- Extract:
..........
The Australian tax system should be designed such that it:

  • Attracts the smartest and most successful entrepreneurs & innovators in the world to operate their businesses in and from Australia
  • Attracts the smartest, most talented and hard working employees in the world to live and work in Australia, whether for Australian businesses or remotely for Non-Australian businesses

Cryptocurrency

In response to the recommendations contained in the Bragg Report

Recommendation 1

  • I agree that there should be a Digital Asset Regulator. Having one will give certainty to businesses and consumers within Australia so they can be secure when investing their time and energy creating great businesses without the risk of hasty government changes rug-pulling their businesses or forcing them or their customers to move offshore.

Recommendation 2

  • I do not agree that Australian Exchanges should be required to custody assets in Australia, enforcing this creates needless inefficiencies.
  • What should be required is that the custody of assets is done within a secure framework and to an acceptable standard, such that customer’s assets are protected to this standard, required by the Australian Regulator. If there happens to be a custody provider based in Singapore that meets these standards then that should be allowed, if there is a custody provider in the USA who meets these standards then that provider should also be allowed.
..........
- Dataset excerpts:
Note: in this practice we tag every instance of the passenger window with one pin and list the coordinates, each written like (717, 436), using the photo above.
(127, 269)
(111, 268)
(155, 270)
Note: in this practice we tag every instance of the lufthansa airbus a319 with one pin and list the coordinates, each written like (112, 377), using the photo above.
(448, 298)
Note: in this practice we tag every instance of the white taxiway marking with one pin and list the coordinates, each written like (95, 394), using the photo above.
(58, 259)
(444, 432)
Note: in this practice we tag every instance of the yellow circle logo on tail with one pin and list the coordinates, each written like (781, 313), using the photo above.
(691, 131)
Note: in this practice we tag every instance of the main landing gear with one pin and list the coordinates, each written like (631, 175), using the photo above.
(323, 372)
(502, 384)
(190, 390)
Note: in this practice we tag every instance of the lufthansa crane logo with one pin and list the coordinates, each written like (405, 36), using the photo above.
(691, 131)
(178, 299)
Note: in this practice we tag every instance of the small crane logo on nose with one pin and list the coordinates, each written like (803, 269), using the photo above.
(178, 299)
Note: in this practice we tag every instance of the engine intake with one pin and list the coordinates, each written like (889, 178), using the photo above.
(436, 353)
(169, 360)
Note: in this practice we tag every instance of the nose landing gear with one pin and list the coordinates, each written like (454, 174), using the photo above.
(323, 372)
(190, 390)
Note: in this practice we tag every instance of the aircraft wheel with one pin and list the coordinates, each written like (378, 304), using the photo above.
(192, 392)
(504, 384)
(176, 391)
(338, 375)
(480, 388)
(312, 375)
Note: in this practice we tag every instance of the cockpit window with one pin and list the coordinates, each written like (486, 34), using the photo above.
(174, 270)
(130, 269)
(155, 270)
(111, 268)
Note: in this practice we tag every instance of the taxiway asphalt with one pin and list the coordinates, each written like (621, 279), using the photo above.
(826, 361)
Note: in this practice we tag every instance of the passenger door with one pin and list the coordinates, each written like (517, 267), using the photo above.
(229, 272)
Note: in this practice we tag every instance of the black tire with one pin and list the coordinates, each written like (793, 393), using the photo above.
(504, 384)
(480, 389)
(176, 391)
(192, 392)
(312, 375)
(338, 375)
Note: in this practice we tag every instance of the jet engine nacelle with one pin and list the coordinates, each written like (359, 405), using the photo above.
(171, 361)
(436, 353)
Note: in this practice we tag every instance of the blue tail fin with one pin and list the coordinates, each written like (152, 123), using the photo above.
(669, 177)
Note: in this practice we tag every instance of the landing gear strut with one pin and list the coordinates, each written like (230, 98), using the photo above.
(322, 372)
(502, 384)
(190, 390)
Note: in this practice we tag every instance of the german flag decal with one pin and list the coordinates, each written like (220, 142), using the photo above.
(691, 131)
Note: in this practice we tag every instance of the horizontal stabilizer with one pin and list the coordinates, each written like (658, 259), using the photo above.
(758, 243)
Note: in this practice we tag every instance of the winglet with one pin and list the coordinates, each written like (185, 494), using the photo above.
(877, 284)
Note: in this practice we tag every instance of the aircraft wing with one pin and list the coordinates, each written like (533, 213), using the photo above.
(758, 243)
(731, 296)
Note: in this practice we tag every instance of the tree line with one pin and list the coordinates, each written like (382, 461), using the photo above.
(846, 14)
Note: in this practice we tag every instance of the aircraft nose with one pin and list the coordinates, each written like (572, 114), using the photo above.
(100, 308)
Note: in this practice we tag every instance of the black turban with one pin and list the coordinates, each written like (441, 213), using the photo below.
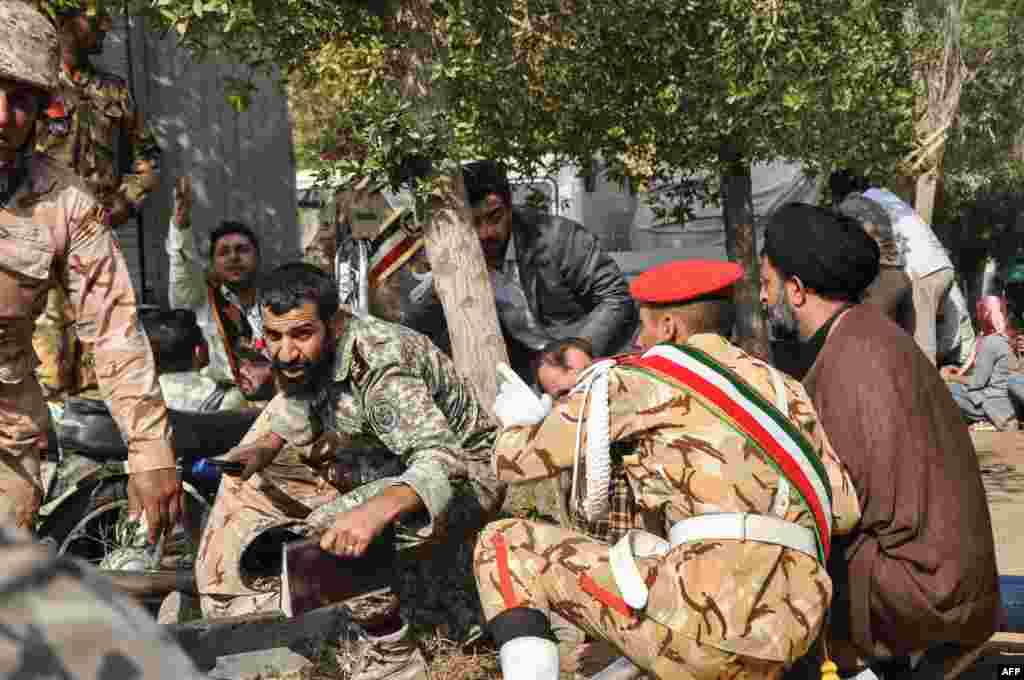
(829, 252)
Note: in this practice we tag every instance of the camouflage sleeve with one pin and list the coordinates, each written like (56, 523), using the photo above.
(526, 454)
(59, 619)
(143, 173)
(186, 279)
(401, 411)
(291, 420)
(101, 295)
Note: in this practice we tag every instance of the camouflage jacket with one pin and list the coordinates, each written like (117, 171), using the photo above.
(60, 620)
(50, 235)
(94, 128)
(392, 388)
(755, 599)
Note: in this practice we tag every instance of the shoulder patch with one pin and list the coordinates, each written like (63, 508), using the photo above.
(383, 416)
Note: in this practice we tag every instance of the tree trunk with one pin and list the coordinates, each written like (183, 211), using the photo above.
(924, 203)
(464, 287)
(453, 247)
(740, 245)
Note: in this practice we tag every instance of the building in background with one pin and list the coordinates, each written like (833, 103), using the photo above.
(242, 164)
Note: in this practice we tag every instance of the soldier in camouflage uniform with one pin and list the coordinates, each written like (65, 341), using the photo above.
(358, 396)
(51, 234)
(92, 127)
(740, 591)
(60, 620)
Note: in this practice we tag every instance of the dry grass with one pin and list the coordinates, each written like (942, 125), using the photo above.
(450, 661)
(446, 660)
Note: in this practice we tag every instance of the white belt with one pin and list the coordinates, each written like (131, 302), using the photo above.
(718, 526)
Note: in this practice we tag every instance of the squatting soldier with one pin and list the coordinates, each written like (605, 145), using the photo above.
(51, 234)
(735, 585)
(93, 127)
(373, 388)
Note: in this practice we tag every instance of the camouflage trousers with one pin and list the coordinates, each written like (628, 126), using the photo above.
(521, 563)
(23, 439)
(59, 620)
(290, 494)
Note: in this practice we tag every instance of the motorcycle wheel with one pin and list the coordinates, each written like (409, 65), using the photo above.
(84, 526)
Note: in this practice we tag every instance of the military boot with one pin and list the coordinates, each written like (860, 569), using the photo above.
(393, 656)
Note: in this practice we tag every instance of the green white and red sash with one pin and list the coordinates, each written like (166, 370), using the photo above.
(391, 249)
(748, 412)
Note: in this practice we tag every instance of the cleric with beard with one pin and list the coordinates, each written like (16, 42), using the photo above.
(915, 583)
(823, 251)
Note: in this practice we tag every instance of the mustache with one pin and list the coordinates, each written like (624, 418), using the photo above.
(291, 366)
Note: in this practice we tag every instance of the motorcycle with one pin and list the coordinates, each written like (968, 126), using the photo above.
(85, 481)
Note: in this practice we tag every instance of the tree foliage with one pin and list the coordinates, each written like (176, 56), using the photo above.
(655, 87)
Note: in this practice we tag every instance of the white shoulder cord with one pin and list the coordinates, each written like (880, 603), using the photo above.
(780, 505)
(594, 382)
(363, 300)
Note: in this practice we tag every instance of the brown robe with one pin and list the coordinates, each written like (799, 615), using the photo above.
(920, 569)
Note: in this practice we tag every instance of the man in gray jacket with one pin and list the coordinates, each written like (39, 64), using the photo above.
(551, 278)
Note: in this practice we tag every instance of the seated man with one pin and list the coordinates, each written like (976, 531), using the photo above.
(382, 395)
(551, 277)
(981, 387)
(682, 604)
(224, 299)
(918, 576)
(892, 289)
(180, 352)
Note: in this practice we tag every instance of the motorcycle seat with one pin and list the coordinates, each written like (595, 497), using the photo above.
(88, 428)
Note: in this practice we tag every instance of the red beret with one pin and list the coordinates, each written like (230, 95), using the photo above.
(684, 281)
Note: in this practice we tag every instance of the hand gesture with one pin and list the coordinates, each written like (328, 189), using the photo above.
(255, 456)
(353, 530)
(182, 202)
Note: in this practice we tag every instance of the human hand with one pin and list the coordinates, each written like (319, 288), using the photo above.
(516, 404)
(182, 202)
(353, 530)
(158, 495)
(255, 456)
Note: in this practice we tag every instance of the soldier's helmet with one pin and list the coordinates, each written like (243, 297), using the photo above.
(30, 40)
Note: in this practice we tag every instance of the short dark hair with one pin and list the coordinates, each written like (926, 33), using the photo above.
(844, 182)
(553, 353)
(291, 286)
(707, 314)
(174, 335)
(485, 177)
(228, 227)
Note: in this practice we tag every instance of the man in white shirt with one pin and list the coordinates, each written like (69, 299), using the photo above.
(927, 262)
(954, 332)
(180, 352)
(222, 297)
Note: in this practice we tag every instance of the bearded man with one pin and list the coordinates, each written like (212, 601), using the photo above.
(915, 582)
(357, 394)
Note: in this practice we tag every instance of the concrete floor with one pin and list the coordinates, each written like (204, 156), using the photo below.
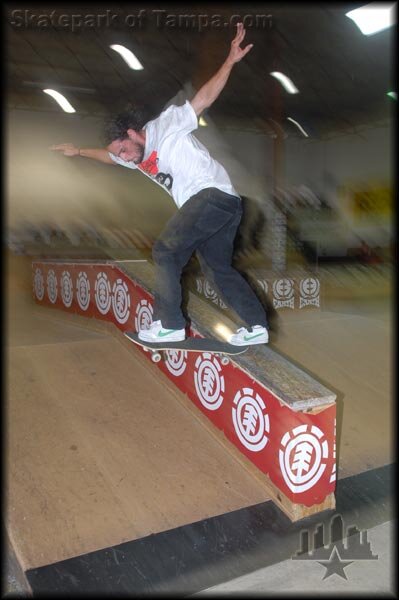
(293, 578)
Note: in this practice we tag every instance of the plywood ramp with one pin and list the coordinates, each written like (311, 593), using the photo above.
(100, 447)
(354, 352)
..........
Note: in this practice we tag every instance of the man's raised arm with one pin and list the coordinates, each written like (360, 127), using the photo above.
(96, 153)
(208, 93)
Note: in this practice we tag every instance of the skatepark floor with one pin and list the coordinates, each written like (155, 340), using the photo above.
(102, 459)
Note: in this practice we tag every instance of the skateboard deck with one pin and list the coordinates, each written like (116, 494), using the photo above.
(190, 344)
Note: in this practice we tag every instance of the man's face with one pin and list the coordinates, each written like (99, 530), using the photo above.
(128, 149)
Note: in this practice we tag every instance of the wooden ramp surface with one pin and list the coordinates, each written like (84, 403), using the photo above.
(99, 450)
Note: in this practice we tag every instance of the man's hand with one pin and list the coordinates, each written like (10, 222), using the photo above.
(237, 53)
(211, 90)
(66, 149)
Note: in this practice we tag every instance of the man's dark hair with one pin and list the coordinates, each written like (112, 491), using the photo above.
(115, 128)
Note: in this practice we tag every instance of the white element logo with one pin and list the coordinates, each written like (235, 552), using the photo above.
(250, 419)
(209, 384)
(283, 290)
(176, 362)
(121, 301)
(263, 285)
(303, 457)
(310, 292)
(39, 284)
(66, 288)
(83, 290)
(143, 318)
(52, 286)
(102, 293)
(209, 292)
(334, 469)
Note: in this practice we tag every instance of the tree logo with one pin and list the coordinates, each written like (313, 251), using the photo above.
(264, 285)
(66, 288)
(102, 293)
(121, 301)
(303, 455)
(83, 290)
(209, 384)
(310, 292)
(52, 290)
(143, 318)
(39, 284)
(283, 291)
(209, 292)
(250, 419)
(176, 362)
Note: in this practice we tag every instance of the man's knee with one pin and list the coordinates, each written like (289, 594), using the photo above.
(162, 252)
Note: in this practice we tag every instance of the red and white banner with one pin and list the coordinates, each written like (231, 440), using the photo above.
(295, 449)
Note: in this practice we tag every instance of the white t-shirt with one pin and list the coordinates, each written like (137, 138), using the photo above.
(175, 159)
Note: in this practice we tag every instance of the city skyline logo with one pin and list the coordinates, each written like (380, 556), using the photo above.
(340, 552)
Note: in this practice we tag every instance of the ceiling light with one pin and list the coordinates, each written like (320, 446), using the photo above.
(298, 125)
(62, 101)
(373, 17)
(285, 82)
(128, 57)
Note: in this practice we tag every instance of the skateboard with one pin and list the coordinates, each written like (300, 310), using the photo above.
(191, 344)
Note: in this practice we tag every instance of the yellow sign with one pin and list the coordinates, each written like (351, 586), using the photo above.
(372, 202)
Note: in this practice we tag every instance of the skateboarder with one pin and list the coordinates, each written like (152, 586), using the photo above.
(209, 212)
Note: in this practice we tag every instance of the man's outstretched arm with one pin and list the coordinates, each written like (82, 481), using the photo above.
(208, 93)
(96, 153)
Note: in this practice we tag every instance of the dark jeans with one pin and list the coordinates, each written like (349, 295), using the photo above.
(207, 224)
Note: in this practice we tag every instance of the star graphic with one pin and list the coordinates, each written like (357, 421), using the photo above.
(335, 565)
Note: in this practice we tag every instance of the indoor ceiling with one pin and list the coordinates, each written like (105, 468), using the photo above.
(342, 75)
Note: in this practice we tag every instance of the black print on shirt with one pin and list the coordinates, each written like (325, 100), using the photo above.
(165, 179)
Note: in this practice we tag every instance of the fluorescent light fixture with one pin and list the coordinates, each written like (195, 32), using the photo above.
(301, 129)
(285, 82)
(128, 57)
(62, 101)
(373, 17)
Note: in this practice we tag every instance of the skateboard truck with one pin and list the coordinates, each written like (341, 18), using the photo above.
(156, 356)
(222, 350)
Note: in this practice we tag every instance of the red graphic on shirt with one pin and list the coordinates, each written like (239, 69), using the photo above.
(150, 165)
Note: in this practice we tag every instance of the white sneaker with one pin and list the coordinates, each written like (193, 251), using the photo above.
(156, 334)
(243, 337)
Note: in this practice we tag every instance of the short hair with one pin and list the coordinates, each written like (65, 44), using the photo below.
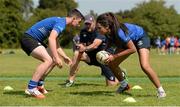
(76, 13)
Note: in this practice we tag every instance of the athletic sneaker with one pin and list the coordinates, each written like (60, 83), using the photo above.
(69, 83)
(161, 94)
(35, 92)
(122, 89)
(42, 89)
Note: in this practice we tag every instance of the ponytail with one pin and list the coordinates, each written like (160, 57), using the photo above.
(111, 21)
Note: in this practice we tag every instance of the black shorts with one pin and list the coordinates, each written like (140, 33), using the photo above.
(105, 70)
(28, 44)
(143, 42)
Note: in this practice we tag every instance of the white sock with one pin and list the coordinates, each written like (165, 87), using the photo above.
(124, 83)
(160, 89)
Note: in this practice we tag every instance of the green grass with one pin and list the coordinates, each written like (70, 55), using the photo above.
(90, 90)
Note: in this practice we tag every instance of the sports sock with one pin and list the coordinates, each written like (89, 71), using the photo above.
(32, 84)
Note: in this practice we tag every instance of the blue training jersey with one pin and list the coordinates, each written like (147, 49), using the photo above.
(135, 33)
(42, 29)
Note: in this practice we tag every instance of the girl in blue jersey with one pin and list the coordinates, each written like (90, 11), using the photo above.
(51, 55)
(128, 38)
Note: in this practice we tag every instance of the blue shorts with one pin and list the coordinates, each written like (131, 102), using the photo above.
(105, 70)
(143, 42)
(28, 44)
..........
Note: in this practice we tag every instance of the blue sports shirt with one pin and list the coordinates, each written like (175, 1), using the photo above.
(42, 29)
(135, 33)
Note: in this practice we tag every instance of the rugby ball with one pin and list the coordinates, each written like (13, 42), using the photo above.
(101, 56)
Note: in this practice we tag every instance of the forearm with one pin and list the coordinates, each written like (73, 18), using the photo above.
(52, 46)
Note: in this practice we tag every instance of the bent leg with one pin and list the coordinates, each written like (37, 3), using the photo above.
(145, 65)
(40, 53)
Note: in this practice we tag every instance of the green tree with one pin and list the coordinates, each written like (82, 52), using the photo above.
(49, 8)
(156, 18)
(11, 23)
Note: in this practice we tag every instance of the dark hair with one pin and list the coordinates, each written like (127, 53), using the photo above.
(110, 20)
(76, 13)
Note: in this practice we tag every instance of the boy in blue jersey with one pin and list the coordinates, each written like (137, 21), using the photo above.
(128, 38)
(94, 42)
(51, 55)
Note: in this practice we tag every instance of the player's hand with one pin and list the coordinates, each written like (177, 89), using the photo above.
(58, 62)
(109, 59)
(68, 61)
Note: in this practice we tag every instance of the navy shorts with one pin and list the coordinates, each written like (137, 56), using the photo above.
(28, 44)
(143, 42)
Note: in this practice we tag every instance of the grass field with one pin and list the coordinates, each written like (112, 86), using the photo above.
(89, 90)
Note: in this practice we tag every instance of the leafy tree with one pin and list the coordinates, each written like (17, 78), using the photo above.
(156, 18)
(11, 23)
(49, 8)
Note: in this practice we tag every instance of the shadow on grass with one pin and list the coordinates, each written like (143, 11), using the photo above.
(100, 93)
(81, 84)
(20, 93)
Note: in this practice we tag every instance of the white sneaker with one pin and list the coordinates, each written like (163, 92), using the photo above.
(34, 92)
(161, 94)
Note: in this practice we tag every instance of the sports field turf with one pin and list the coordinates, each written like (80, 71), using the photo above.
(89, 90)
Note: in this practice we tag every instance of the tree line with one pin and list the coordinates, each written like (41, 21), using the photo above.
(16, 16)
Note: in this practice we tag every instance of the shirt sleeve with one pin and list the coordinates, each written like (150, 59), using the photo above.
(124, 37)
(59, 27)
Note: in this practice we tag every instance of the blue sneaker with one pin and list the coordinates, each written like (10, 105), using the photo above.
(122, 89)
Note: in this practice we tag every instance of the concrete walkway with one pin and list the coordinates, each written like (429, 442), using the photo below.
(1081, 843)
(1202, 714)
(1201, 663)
..........
- What to do:
a) In the submission, swap "inefficiencies" for "overheads" and reproduce everything from "Recommendation 2" down to "creates needless inefficiencies.".
b) According to the submission, what would having a Digital Asset Regulator give to businesses and consumers within Australia?
The listing plays no part in what follows.

- Complete answers:
a)
Recommendation 2

  • I do not agree that Australian Exchanges should be required to custody assets in Australia, enforcing this creates needless overheads.

b) Certainty.